TASK DETAILS:
Pictures aside, repeat every record below exactly.

· · · ·

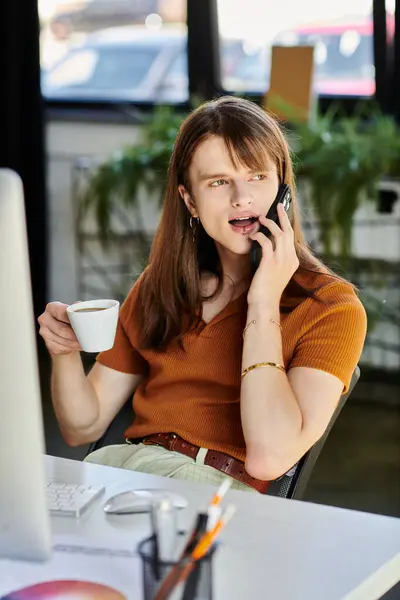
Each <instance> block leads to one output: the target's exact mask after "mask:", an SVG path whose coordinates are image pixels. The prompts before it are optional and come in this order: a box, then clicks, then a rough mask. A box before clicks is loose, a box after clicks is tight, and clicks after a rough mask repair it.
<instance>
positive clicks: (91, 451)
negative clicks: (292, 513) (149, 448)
mask: <svg viewBox="0 0 400 600" xmlns="http://www.w3.org/2000/svg"><path fill="white" fill-rule="evenodd" d="M359 378H360V368H359V367H356V369H355V371H354V373H353V377H352V380H351V383H350V387H349V390H348V392H347V394H344V395H343V396H341V398H340V401H339V404H338V406H337V408H336V410H335V412H334V413H333V416H332V419H331V420H330V422H329V425H328V427H327V428H326V430H325V433H324V435H323V436H322V437H321V438H320V439H319V440H318V442H316V443H315V444H314V446H313V447H312V448H311V449H310V450H309V451H308V452H307V453H306V454H305V455H304V456H303V457H302V458H301V459H300V460H299V462H298V463H297V464H296V465H294V467H292V468H291V469H290V471H288V472H287V473H286V474H285V475H283V476H282V477H280V478H279V479H276V480H275V481H271V483H270V484H269V487H268V490H267V495H270V496H280V497H281V498H295V499H296V500H299V499H300V498H302V496H303V494H304V490H305V488H306V486H307V483H308V480H309V479H310V475H311V472H312V470H313V468H314V465H315V463H316V461H317V458H318V456H319V454H320V452H321V450H322V447H323V445H324V443H325V441H326V438H327V437H328V435H329V432H330V430H331V429H332V427H333V424H334V423H335V421H336V419H337V418H338V416H339V414H340V412H341V410H342V408H343V407H344V405H345V403H346V401H347V399H348V397H349V396H350V394H351V392H352V391H353V389H354V386H355V385H356V383H357V381H358V380H359ZM133 416H134V415H133V411H132V401H131V400H129V401H128V402H127V403H126V404H125V405H124V406H123V407H122V408H121V410H120V412H119V413H118V414H117V416H116V417H115V419H114V420H113V421H112V422H111V424H110V426H109V427H108V429H107V430H106V431H105V433H104V434H103V435H102V437H101V438H100V439H99V440H97V442H93V444H90V446H89V449H88V454H89V453H90V452H94V451H95V450H98V449H99V448H103V447H104V446H110V445H111V444H123V443H124V441H125V438H124V432H125V430H126V429H127V428H128V427H129V425H130V424H131V423H132V421H133Z"/></svg>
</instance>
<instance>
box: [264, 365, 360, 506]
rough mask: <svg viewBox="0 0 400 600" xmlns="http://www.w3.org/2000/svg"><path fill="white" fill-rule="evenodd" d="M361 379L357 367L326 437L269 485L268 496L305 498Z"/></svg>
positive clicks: (316, 444)
mask: <svg viewBox="0 0 400 600" xmlns="http://www.w3.org/2000/svg"><path fill="white" fill-rule="evenodd" d="M359 378H360V368H359V367H358V366H357V367H356V369H355V371H354V373H353V377H352V379H351V382H350V386H349V389H348V391H347V393H346V394H344V395H342V396H341V397H340V401H339V404H338V406H337V408H336V410H335V412H334V413H333V416H332V418H331V420H330V421H329V424H328V427H327V428H326V430H325V433H324V435H323V436H322V437H321V438H320V439H319V440H318V442H316V443H315V444H314V446H313V447H312V448H310V450H309V451H308V452H306V454H305V455H304V456H303V457H302V458H301V459H300V460H299V462H298V463H297V464H296V465H294V467H292V468H291V469H290V471H288V472H287V473H286V474H285V475H282V477H279V479H275V480H274V481H272V482H271V483H270V484H269V487H268V490H267V494H268V495H270V496H280V497H281V498H293V499H295V500H300V499H301V498H302V497H303V494H304V490H305V489H306V486H307V483H308V481H309V479H310V476H311V472H312V470H313V468H314V465H315V463H316V461H317V458H318V456H319V454H320V452H321V450H322V448H323V445H324V444H325V442H326V439H327V437H328V435H329V433H330V430H331V429H332V427H333V425H334V423H335V421H336V419H337V418H338V416H339V414H340V412H341V410H342V408H343V407H344V405H345V404H346V402H347V400H348V398H349V396H350V394H351V392H352V391H353V389H354V386H355V385H356V383H357V381H358V380H359Z"/></svg>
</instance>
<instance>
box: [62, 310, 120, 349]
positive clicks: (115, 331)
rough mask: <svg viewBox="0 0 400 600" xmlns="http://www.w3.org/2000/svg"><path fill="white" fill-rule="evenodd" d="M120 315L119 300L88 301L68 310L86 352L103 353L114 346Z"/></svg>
mask: <svg viewBox="0 0 400 600" xmlns="http://www.w3.org/2000/svg"><path fill="white" fill-rule="evenodd" d="M118 314H119V302H118V301H117V300H87V301H86V302H76V303H75V304H71V305H70V306H68V308H67V315H68V318H69V321H70V323H71V326H72V329H73V330H74V332H75V335H76V337H77V338H78V342H79V344H80V346H81V348H82V350H83V351H84V352H103V351H105V350H110V348H112V347H113V345H114V340H115V333H116V330H117V323H118Z"/></svg>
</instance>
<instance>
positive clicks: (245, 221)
mask: <svg viewBox="0 0 400 600" xmlns="http://www.w3.org/2000/svg"><path fill="white" fill-rule="evenodd" d="M256 221H258V219H256V217H242V218H240V219H232V220H231V221H229V223H230V224H231V225H233V226H234V227H248V226H249V225H253V223H255V222H256Z"/></svg>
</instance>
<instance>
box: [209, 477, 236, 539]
mask: <svg viewBox="0 0 400 600" xmlns="http://www.w3.org/2000/svg"><path fill="white" fill-rule="evenodd" d="M231 485H232V479H228V478H226V479H224V481H223V482H222V483H221V485H220V487H219V488H218V490H217V491H216V493H215V494H214V496H213V497H212V498H211V502H210V505H209V507H208V523H207V530H208V531H211V529H213V527H215V525H216V523H217V522H218V520H219V519H220V517H221V508H220V504H221V502H222V500H223V499H224V497H225V495H226V493H227V492H228V490H229V489H230V487H231Z"/></svg>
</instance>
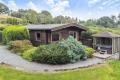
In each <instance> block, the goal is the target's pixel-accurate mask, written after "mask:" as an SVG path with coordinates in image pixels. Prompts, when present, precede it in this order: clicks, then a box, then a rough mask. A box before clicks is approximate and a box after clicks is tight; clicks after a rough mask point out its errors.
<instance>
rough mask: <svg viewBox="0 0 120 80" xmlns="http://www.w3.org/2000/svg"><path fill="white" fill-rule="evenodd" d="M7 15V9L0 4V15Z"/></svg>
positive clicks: (6, 7) (1, 3) (0, 3)
mask: <svg viewBox="0 0 120 80" xmlns="http://www.w3.org/2000/svg"><path fill="white" fill-rule="evenodd" d="M8 13H9V8H8V7H7V6H6V5H4V4H2V3H0V14H8Z"/></svg>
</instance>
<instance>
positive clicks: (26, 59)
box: [21, 47, 37, 61]
mask: <svg viewBox="0 0 120 80" xmlns="http://www.w3.org/2000/svg"><path fill="white" fill-rule="evenodd" d="M36 49H37V48H36V47H34V48H31V49H28V50H27V51H25V52H24V53H23V54H22V55H21V56H22V57H23V58H24V59H26V60H28V61H32V60H33V59H32V55H33V53H34V51H35V50H36Z"/></svg>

· · · ·

SOLUTION TO THIS EXERCISE:
Each <instance> block leads to one output: the target's exact mask after "mask:", an SVG path whose coordinates are image pixels. The prompts before it are optional and come in this order: a box, then clicks, then a rough mask. A box before clicks is loose, a box after clicks is tight, and clicks after a rough mask repair it.
<instance>
positive clicks: (91, 451)
negative clicks: (292, 513) (149, 448)
mask: <svg viewBox="0 0 400 600" xmlns="http://www.w3.org/2000/svg"><path fill="white" fill-rule="evenodd" d="M359 378H360V368H359V367H356V369H355V371H354V373H353V377H352V380H351V383H350V387H349V390H348V392H347V394H344V395H343V396H341V398H340V401H339V404H338V406H337V408H336V410H335V412H334V413H333V416H332V419H331V420H330V422H329V425H328V427H327V428H326V430H325V433H324V435H323V436H322V437H321V438H320V439H319V440H318V442H316V443H315V444H314V446H313V447H312V448H311V449H310V450H309V451H308V452H307V453H306V454H305V455H304V456H303V457H302V458H301V459H300V460H299V462H298V463H297V464H296V465H294V467H292V468H291V469H290V471H288V472H287V473H286V474H285V475H283V476H282V477H280V478H279V479H276V480H275V481H271V483H270V484H269V487H268V490H267V495H270V496H280V497H281V498H295V499H296V500H299V499H300V498H302V496H303V494H304V490H305V488H306V486H307V483H308V480H309V479H310V475H311V472H312V470H313V468H314V465H315V463H316V461H317V458H318V456H319V454H320V452H321V450H322V447H323V445H324V443H325V441H326V438H327V437H328V435H329V432H330V430H331V429H332V427H333V424H334V423H335V421H336V419H337V418H338V416H339V414H340V412H341V410H342V408H343V407H344V405H345V403H346V401H347V399H348V397H349V396H350V394H351V392H352V391H353V389H354V386H355V385H356V383H357V381H358V380H359ZM133 416H134V415H133V411H132V401H131V400H129V401H128V402H127V403H126V404H125V405H124V406H123V407H122V408H121V410H120V412H119V413H118V414H117V416H116V417H115V419H114V420H113V421H112V422H111V424H110V426H109V427H108V429H107V430H106V431H105V433H104V434H103V435H102V437H101V438H100V439H99V440H97V442H93V444H90V446H89V449H88V454H89V453H90V452H94V451H95V450H98V449H99V448H103V447H104V446H110V445H111V444H123V443H124V441H125V438H124V432H125V430H126V429H127V428H128V427H129V425H130V424H131V423H132V421H133Z"/></svg>
</instance>
<instance>
box: [264, 365, 360, 506]
rough mask: <svg viewBox="0 0 400 600" xmlns="http://www.w3.org/2000/svg"><path fill="white" fill-rule="evenodd" d="M361 379L357 367L326 437L269 485L268 496L305 498Z"/></svg>
positive clicks: (316, 444)
mask: <svg viewBox="0 0 400 600" xmlns="http://www.w3.org/2000/svg"><path fill="white" fill-rule="evenodd" d="M359 378H360V368H359V367H358V366H357V367H356V369H355V371H354V373H353V377H352V379H351V382H350V386H349V389H348V391H347V393H346V394H344V395H342V396H341V397H340V401H339V404H338V406H337V408H336V410H335V412H334V413H333V416H332V418H331V420H330V421H329V424H328V427H327V428H326V430H325V433H324V435H323V436H322V437H321V438H320V439H319V440H318V442H316V443H315V444H314V446H313V447H312V448H310V450H309V451H308V452H306V454H305V455H304V456H303V457H302V458H301V459H300V460H299V462H298V463H297V464H296V465H294V467H292V468H291V469H290V471H288V472H287V473H286V474H285V475H282V477H279V479H275V480H274V481H272V482H271V483H270V484H269V487H268V490H267V494H268V495H270V496H280V497H281V498H293V499H295V500H300V499H301V498H302V497H303V494H304V490H305V489H306V486H307V483H308V481H309V479H310V476H311V472H312V470H313V468H314V465H315V463H316V461H317V458H318V456H319V454H320V452H321V450H322V448H323V445H324V444H325V442H326V439H327V437H328V435H329V433H330V430H331V429H332V427H333V425H334V423H335V421H336V419H337V418H338V416H339V414H340V412H341V410H342V408H343V407H344V405H345V404H346V402H347V400H348V398H349V396H350V394H351V392H352V391H353V389H354V386H355V385H356V383H357V381H358V380H359Z"/></svg>
</instance>
<instance>
box: [62, 310, 120, 349]
positive clicks: (115, 331)
rough mask: <svg viewBox="0 0 400 600" xmlns="http://www.w3.org/2000/svg"><path fill="white" fill-rule="evenodd" d="M120 315L119 300L88 301L68 310L86 352L103 353L114 346Z"/></svg>
mask: <svg viewBox="0 0 400 600" xmlns="http://www.w3.org/2000/svg"><path fill="white" fill-rule="evenodd" d="M118 314H119V302H118V301H117V300H87V301H86V302H76V303H75V304H71V305H70V306H68V308H67V315H68V318H69V321H70V323H71V326H72V329H73V330H74V332H75V335H76V337H77V338H78V342H79V344H80V346H81V348H82V350H83V351H84V352H103V351H105V350H110V348H112V347H113V345H114V340H115V333H116V330H117V323H118Z"/></svg>
</instance>
<instance>
positive clicks: (245, 221)
mask: <svg viewBox="0 0 400 600" xmlns="http://www.w3.org/2000/svg"><path fill="white" fill-rule="evenodd" d="M256 221H258V219H256V217H242V218H240V219H232V220H231V221H229V223H230V224H231V225H233V226H234V227H248V226H249V225H253V223H255V222H256Z"/></svg>
</instance>
<instance>
box: [209, 477, 236, 539]
mask: <svg viewBox="0 0 400 600" xmlns="http://www.w3.org/2000/svg"><path fill="white" fill-rule="evenodd" d="M231 485H232V479H228V478H226V479H224V481H223V482H222V483H221V485H220V487H219V488H218V490H217V491H216V493H215V494H214V496H213V497H212V498H211V502H210V505H209V507H208V523H207V530H208V531H211V529H213V527H215V525H216V523H217V522H218V520H219V519H220V517H221V508H220V504H221V502H222V500H223V499H224V497H225V495H226V493H227V492H228V490H229V489H230V487H231Z"/></svg>
</instance>
In each <instance> block, the goal is the target's pixel-accurate mask, written after "mask:" as an SVG path with coordinates in image pixels. Prompts, when present, precede it in this order: clicks, then a box, then a rough mask. A box before clicks is approximate and a box after clicks is tight; clicks after a rough mask point out its errors.
<instance>
rough mask: <svg viewBox="0 0 120 80" xmlns="http://www.w3.org/2000/svg"><path fill="white" fill-rule="evenodd" d="M7 15V9L0 4V15Z"/></svg>
positive clicks: (6, 7) (1, 3) (0, 3)
mask: <svg viewBox="0 0 120 80" xmlns="http://www.w3.org/2000/svg"><path fill="white" fill-rule="evenodd" d="M8 13H9V8H8V7H7V6H6V5H4V4H2V3H0V14H8Z"/></svg>
</instance>
<instance>
positive clicks: (26, 59)
box: [21, 47, 37, 61]
mask: <svg viewBox="0 0 120 80" xmlns="http://www.w3.org/2000/svg"><path fill="white" fill-rule="evenodd" d="M36 49H37V48H36V47H34V48H31V49H28V50H27V51H25V52H24V53H23V54H22V55H21V56H22V57H23V58H24V59H26V60H28V61H32V60H33V59H32V55H33V53H34V51H35V50H36Z"/></svg>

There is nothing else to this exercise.